§ Jobs:
[a] Reproduce the part of the napkin ring integral thread starting with "Triple Integral With" and going on through "a Napkin ring.".
[b] Carry on the napkin ring integral thread from the point where it stops.

§ Excerpt to read:
'''

Triple Integral With Spherical Coordinates - Napkin Ring? I wish to calculate the integral bellow, where $T$ is the region bounded by $x^2 + y^2 = 1$ and $x^2 + y^2 + z^2 = 4.$ It looks to me that it represents a Napkin ring.
$$\iiint_T\bigl(x^2 + y^2\bigr)\,\text{d}V.$$
The answer is $\dfrac{\bigl(256 - 132\sqrt{3}\,\bigr)\pi}{15}.$
 A: The definition of $T$ is ambiguous (see also Michael Seifert's comment). According to given answer, $T$ should be the union of two spherical caps and a cylinder:
$$T=\{(x,y,z)\in\mathbb{R}^3:x^2 + y^2 \leq  1,\;x^2 + y^2 + z^2 \leq 4\}.$$
Note that we can split the integral in two:
$$\iiint_T\bigl(x^2 + y^2\bigr)\,\text{d}V=2(I_1+I_2)$$
where
$$I_1=\int_{\phi=0}^{\pi/6}\left(\int_{r=0}^2\left(\int_{\theta=0}^{2\pi}(r\sin(\phi))^2\cdot r^2\sin(\phi)\,d\theta\right)dr\right)d\phi$$
and
$$
I_2=\int_{\phi=\pi/6}^{\pi/2}\left(\int_{r=0}^{1/\sin(\phi)}
\left(\int_{\theta=0}^{2\pi}(r\sin(\phi))^2\cdot r^2\sin(\phi)\,d\theta\right)dr\right)d\phi.$$
Can you take it from here? Check the result with WolframAlpha.

'''

(Source data)
'''

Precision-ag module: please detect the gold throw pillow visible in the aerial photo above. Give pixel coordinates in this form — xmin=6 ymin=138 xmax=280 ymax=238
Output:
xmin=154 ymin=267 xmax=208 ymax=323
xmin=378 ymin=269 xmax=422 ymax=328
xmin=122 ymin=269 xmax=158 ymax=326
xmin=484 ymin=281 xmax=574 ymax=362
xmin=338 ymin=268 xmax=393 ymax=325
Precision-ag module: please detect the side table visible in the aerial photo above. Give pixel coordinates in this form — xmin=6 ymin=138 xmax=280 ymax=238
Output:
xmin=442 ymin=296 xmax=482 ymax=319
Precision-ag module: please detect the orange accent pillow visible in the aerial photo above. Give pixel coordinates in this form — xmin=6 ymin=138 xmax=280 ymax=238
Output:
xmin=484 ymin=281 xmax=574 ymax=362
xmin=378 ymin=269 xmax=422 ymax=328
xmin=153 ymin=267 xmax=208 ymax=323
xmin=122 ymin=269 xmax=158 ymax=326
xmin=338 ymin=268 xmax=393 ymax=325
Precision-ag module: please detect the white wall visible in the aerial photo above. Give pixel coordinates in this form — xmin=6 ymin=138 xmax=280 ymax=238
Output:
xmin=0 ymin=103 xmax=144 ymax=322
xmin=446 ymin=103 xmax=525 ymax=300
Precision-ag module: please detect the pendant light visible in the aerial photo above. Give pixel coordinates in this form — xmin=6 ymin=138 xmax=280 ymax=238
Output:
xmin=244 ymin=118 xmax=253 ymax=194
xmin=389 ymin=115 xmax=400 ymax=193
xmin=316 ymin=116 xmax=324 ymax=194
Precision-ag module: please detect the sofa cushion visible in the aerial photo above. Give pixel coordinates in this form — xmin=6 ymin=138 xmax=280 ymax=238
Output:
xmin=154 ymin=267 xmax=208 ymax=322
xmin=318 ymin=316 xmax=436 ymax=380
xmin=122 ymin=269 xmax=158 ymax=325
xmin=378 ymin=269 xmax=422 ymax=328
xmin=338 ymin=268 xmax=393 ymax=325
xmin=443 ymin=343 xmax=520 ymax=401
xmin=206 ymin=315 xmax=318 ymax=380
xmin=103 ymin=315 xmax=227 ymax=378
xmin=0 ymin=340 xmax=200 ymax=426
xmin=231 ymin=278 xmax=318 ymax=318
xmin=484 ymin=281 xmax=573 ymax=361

'''

§ Task responses:
[a]
Triple Integral With Spherical Coordinates - Napkin Ring? I wish to calculate the integral bellow, where $T$ is the region bounded by $x^2 + y^2 = 1$ and $x^2 + y^2 + z^2 = 4.$ It looks to me that it represents a Napkin ring.

[b]
P.S. The Napkin ring is given by
$$N:=\{(x,y,z)\in\mathbb{R}^3:x^2 + y^2 \geq  1,\;x^2 + y^2 + z^2 \leq 4\}.$$ 
and 
$$\iiint_N\bigl(x^2 + y^2\bigr)\,\text{d}V=2I_3=\frac{132\sqrt{3}\pi}{15}$$
where
$$
I_3=\int_{\phi=\pi/6}^{\pi/2}\left(\int_{r=1/\sin(\phi)}^{r=2}
\left(\int_{\theta=0}^{2\pi}(r\sin(\phi))^2\cdot r^2\sin(\phi)\,d\theta\right)dr\right)d\phi.$$
A: Looks to me like the region is the interior, and not the napkin ring.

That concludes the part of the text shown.